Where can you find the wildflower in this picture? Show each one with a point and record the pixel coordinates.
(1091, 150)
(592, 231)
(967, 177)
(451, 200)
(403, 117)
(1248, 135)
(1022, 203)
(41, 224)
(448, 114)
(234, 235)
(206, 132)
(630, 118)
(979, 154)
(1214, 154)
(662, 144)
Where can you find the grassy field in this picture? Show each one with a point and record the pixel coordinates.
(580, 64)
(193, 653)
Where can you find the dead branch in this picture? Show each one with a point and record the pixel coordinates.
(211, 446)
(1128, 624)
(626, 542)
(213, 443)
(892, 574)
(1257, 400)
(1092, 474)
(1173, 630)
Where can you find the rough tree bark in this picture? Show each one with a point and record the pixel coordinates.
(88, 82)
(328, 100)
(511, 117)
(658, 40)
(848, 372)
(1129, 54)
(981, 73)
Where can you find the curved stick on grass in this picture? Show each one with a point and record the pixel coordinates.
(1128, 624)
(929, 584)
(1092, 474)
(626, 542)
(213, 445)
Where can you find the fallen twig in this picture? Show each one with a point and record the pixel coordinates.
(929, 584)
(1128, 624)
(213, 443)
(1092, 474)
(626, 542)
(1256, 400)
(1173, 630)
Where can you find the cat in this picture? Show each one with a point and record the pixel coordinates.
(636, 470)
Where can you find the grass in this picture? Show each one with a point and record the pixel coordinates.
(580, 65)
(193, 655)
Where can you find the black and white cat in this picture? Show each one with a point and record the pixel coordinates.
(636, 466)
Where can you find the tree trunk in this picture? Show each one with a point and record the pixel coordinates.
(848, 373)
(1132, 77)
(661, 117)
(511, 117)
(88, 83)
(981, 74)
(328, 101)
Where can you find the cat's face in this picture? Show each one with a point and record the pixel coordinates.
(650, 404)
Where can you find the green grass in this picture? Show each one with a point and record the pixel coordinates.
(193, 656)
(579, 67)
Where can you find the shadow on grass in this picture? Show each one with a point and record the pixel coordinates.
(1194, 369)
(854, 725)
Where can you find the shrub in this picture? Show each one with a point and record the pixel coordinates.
○ ○ ○ ○
### Exercise instructions
Reproduce all of the records above verbatim, line for line, without altering, omitting, or reordering anything.

### Answer for the task
Where can you find the wildflower in this picture? Show each one with a point and record the pixel coordinates.
(1091, 150)
(592, 231)
(967, 177)
(451, 200)
(403, 117)
(1248, 135)
(1022, 203)
(41, 224)
(448, 114)
(234, 235)
(206, 132)
(630, 118)
(979, 154)
(1214, 154)
(662, 144)
Where can you find the grassy field in this picture? Show each one with a point and record the pixel coordinates.
(580, 64)
(193, 653)
Where can you find the dead branch in this picture? Show each one with a point and record the pixel coordinates.
(211, 446)
(1128, 624)
(626, 542)
(213, 443)
(892, 574)
(1257, 400)
(1092, 474)
(1173, 630)
Where can you find the rough tree bark in this picture? Show each one with a point and record the pixel coordinates.
(88, 82)
(328, 100)
(511, 117)
(658, 40)
(848, 372)
(1129, 54)
(981, 73)
Where can you find the curved stick on grass in this picture? Show each one with a point and record the pixel coordinates.
(1128, 624)
(929, 584)
(1092, 474)
(626, 542)
(213, 445)
Where can you find the fallen twig in this picture? Show each one with a point and record the pixel coordinates.
(929, 584)
(1128, 624)
(213, 443)
(1092, 474)
(626, 542)
(1256, 400)
(1173, 630)
Where can you find the cat in this picture? Show each one with a point and record the pixel coordinates.
(636, 470)
Where can you find the grass in this picture? Show each one with a point and record the pixel coordinates.
(580, 65)
(193, 655)
Where can you find the black and white cat in this picture? Show each one with a point and record the pixel coordinates.
(636, 466)
Where can you find the tree trunk in this picture? Show each one with a point and record the pixel coordinates.
(848, 373)
(1132, 77)
(661, 117)
(511, 117)
(88, 83)
(981, 74)
(328, 101)
Where can you find the cat's face in this picture? Show each one with a point and record the pixel coordinates.
(650, 404)
Where can you find the green grass in this picture? Show each one with a point and record the pixel coordinates.
(193, 656)
(579, 67)
Where can you find the shadow on grass in this picture? Show each one with a point and record the pixel coordinates.
(1194, 369)
(854, 725)
Where can you find the shrub in this picture? Show each one with a point and record the pixel coordinates.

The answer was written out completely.